> **WHAT IS BEING ASKED**
Recast the entries below as a Markdown table with two columns, Row and Line, giving each line its own numbered row and omitting blank lines.

> **INFORMATION GIVEN**
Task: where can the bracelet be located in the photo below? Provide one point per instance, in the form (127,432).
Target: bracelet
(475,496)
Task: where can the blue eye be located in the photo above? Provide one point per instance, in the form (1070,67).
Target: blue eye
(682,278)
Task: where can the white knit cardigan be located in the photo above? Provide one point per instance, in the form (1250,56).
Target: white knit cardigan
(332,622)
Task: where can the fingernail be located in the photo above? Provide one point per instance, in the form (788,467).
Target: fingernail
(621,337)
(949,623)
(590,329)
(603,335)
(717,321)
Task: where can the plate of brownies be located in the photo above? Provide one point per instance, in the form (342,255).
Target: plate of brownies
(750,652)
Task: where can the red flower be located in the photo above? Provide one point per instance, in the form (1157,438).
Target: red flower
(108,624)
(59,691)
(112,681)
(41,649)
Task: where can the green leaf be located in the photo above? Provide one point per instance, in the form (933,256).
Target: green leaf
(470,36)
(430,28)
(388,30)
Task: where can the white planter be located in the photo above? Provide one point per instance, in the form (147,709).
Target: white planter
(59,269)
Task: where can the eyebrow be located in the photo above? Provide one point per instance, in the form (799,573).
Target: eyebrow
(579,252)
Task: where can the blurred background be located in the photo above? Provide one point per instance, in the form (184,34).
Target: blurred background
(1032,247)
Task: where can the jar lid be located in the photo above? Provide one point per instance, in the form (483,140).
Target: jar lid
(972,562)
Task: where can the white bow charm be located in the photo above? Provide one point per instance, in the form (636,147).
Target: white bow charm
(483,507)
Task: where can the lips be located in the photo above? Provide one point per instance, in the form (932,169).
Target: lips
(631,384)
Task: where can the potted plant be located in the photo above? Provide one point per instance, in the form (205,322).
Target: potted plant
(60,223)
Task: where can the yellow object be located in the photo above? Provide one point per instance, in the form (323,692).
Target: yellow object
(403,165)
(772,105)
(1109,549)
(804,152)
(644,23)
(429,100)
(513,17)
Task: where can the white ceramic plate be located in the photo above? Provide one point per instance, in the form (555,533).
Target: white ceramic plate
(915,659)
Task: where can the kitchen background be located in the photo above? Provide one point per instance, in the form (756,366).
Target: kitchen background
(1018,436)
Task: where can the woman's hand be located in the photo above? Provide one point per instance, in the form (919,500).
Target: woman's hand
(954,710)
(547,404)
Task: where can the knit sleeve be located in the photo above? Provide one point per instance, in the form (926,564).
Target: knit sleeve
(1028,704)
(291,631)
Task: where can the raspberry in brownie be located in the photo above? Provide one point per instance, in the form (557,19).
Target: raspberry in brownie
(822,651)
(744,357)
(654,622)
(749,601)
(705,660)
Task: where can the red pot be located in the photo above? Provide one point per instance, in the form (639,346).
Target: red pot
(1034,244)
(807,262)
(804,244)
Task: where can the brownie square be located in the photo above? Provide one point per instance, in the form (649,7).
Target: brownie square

> **EXERCISE ANSWER**
| Row | Line |
|---|---|
| 1 | Task: where can the bracelet be located in the photo below? Provide one point per instance, in the form (127,432). |
| 2 | Target: bracelet |
| 3 | (475,496) |
| 4 | Task: where can the blue eye be located in the photo above? Provide one point per instance, in the form (1070,67). |
| 5 | Target: blue eye |
| 6 | (682,278) |
| 7 | Task: where can the white knit cardigan be located in the photo above? Provide one point per instance, in the form (1250,56). |
| 8 | Target: white knit cardigan |
| 9 | (332,622) |
| 10 | Task: where can the fingernail be located in the photo above? Provide one point per instance, in the form (788,467). |
| 11 | Target: fingernail |
| 12 | (621,337) |
| 13 | (949,623) |
| 14 | (590,329) |
| 15 | (603,335) |
| 16 | (717,321) |
| 17 | Task: where can the plate of brownies be located in the photo above? Provide one point per instance, in the form (342,255). |
| 18 | Target: plate of brownies |
| 19 | (750,652) |
| 20 | Task: where can the red flower be located in the photo above? Provide one point per instance, in the form (1157,438). |
| 21 | Target: red flower |
| 22 | (108,624) |
| 23 | (59,691) |
| 24 | (112,681) |
| 25 | (41,649) |
| 26 | Task: where can the green leaf be located in the photo above? Provide one point per instance, in the form (933,256). |
| 27 | Target: green leaf |
| 28 | (470,36) |
| 29 | (430,28) |
| 30 | (388,30) |
| 31 | Task: where can the white planter be located in the photo above? Provide one point per instance, in the form (147,709). |
| 32 | Target: white planter |
| 33 | (59,269) |
| 34 | Task: where can the eyebrow be located in the photo above? Provide one point per instance, in the form (799,573). |
| 35 | Target: eyebrow |
| 36 | (579,252) |
| 37 | Task: where can the blurred background be located in the photo above? Provide one point per instance, in the form (184,34). |
| 38 | Target: blurred background |
| 39 | (1032,247) |
| 40 | Task: where can the jar lid be located in the photo above? Provide one point per instance, in the form (483,140). |
| 41 | Target: jar lid |
| 42 | (972,562) |
| 43 | Task: where can the white bow charm be located in the photo above? Provide one point per instance, in the form (636,147). |
| 44 | Target: white bow charm |
| 45 | (483,507) |
| 46 | Task: where can the lips be located in the photo above? Provide one point per instance, in the form (932,169). |
| 47 | Target: lips |
| 48 | (631,384) |
| 49 | Task: where can the potted plant be located in the photo above? Provide one point per instance, in the form (205,322). |
| 50 | Target: potted plant |
| 51 | (60,223) |
| 52 | Task: where can the yellow object be located in the photo above? Provide one point per instance, in the form (323,692). |
| 53 | Target: yellow object |
| 54 | (403,165) |
| 55 | (772,105) |
| 56 | (1109,549) |
| 57 | (804,152) |
| 58 | (644,23) |
| 59 | (429,100) |
| 60 | (513,17) |
| 61 | Task: where can the white ceramic plate be located in the photo above? Provide one point per instance, in the form (555,533). |
| 62 | Target: white ceramic plate |
| 63 | (915,659) |
| 64 | Task: where can the kitchen background be located in the photo above? Provide one point per instance, in the form (756,366). |
| 65 | Target: kitchen background |
| 66 | (1018,436) |
| 67 | Task: where can the woman's hand be located in the photo above? Provide one point per instance, in the form (919,500). |
| 68 | Target: woman's hand |
| 69 | (954,710) |
| 70 | (547,404) |
| 71 | Task: where can the knit sleeve be located in the photo above? Provide one point per instance, in the form (926,564). |
| 72 | Target: knit sleeve |
| 73 | (1028,704) |
| 74 | (291,631) |
| 75 | Task: where can the raspberry in brownie be located in the photo above? Provide one point per instance, in the form (557,19). |
| 76 | Target: raspberry in brownie |
| 77 | (822,651) |
| 78 | (744,357) |
| 79 | (654,622) |
| 80 | (749,601) |
| 81 | (705,660) |
| 82 | Task: where can the red pot be located in the photo above? Provide one point per instance, in the form (639,346). |
| 83 | Target: red pot |
| 84 | (1034,244) |
| 85 | (807,262) |
| 86 | (804,244) |
| 87 | Task: where can the brownie square be located in the photo above? Provide one point per instance, in the form (649,7). |
| 88 | Target: brownie square |